**The task:** Write each of the lines below as one string in a JSON list, skipping any blank lines.

**Data section:**
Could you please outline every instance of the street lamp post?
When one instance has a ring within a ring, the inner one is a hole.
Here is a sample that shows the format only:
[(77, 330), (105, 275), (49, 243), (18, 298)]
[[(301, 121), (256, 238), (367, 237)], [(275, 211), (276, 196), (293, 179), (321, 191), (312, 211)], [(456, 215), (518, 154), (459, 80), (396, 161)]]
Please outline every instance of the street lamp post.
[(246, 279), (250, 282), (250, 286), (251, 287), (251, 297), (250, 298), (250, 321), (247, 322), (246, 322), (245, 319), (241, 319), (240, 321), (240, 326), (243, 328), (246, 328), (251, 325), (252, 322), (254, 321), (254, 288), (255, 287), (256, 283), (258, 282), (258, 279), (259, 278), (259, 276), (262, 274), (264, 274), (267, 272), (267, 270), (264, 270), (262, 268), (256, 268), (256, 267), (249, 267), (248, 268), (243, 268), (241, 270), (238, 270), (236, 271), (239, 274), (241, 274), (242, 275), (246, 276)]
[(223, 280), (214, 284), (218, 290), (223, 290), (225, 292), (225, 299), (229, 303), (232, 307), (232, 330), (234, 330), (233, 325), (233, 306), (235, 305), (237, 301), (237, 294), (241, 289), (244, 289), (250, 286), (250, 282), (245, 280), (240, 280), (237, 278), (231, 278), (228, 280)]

**Solution for this exercise:**
[
  "Could you please outline every instance of the street lamp post?",
  "When one instance has a ring within a ring, the inner one is a hole.",
  "Here is a sample that shows the format only:",
  "[(77, 330), (105, 275), (49, 243), (18, 298)]",
  "[[(301, 121), (256, 238), (367, 237)], [(275, 211), (276, 196), (293, 179), (321, 191), (312, 211)], [(456, 215), (518, 154), (459, 80), (396, 161)]]",
  "Please outline every instance of the street lamp post.",
  "[(246, 279), (250, 282), (250, 286), (251, 287), (251, 297), (250, 298), (250, 321), (247, 322), (246, 322), (245, 319), (241, 319), (240, 321), (240, 326), (243, 328), (246, 328), (251, 325), (252, 322), (254, 321), (254, 288), (255, 287), (256, 283), (258, 282), (258, 279), (259, 278), (259, 276), (262, 274), (264, 274), (267, 272), (267, 270), (264, 270), (262, 268), (256, 268), (256, 267), (249, 267), (248, 268), (243, 268), (241, 270), (238, 270), (236, 271), (239, 274), (241, 274), (242, 275), (246, 276)]",
  "[(223, 280), (214, 284), (218, 290), (223, 290), (225, 292), (225, 299), (229, 303), (232, 307), (232, 330), (234, 330), (233, 325), (233, 306), (235, 305), (237, 301), (237, 294), (241, 289), (244, 289), (250, 286), (250, 282), (245, 280), (240, 280), (237, 278), (231, 278), (228, 280)]"
]